__Document extract__:
——
When we have no compass to follow, we walk in fruitless circles, encapsulated within the darkness of the forest we attempt to escape.
That’s why, as artists, we must lean into structure, no matter how much it frustrates us. Only with a map can we make it out with our voice and our message intact.
Without structure our art ceases to be art and becomes only noise.
I won’t go into the beat structures, or the myriad of ways in which to dice up a scene or a story, or an act structure. Frankly, those are all personal decisions you must make for yourself. By repeating the cycle of crafting a story, you will make your own rhythm, your own system, that works best for you. In a later post I will deep dive on my way of crafting a story, but I wish to put my work out first before I start giving away my trade secrets…
This post is simply a call to learn how to reign in your muse – how to give her a target to aim for when she pulls back her bow-string and lets her arrow fly. To not fear structure and to see it as a framework from which to create your story.
Afterall, a painter cannot paint without a canvas, and beans cannot grow without a pole or trellis. Learning to plot is not a way to kill your creativity, but a way to hone your ideas into a cohesive story your readers will love.
By taking off the creative pressure to manifest entire scenes from nothing, you give yourself the space to creatively “freestyle” off of the scenes you’ve plotted. I am not advocating you to meticulously plot every scene (I do meticulously plot every scene, but they still change from time to time to adjust to the story overall) but by plotting out the general structure of your story and the most powerful scenes you give yourself a framework to be freely creative within.
And that’s when your muse will work her most effectively: when she has something to build off of.
Afterall, stories are powerful to humans because we see ourselves within them: we see our life’s journey through the hero’s journey, and see our times of peril and fortune as an overarching story.
When a reader connects with the story you’ve crafted with their own lived experience, that’s when you start entering best-seller territory.
——
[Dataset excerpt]
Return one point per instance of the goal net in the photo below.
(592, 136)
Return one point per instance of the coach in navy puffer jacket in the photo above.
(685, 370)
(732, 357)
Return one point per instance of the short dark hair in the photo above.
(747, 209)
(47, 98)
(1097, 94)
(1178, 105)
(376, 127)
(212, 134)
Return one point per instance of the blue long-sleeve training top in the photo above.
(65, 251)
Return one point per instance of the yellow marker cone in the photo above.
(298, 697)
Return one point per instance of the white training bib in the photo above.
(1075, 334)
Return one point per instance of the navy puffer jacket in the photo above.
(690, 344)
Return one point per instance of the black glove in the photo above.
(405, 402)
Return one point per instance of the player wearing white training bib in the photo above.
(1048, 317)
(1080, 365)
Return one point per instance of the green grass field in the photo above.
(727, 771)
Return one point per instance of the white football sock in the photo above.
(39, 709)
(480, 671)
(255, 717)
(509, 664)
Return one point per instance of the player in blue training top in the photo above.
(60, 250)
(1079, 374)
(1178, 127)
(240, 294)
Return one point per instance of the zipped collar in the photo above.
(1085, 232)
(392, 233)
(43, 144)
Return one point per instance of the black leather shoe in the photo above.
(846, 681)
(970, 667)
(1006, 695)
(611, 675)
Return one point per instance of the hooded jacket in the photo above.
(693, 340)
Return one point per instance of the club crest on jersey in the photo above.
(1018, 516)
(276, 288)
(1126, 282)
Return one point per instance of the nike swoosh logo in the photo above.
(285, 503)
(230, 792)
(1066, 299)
——
__Short exercise__: Please translate this sentence from the post on story structure into Spanish: "Without structure our art ceases to be art and becomes only noise."

__Task result__: Sin estructura, nuestro arte deja de ser arte y se convierte solo en ruido.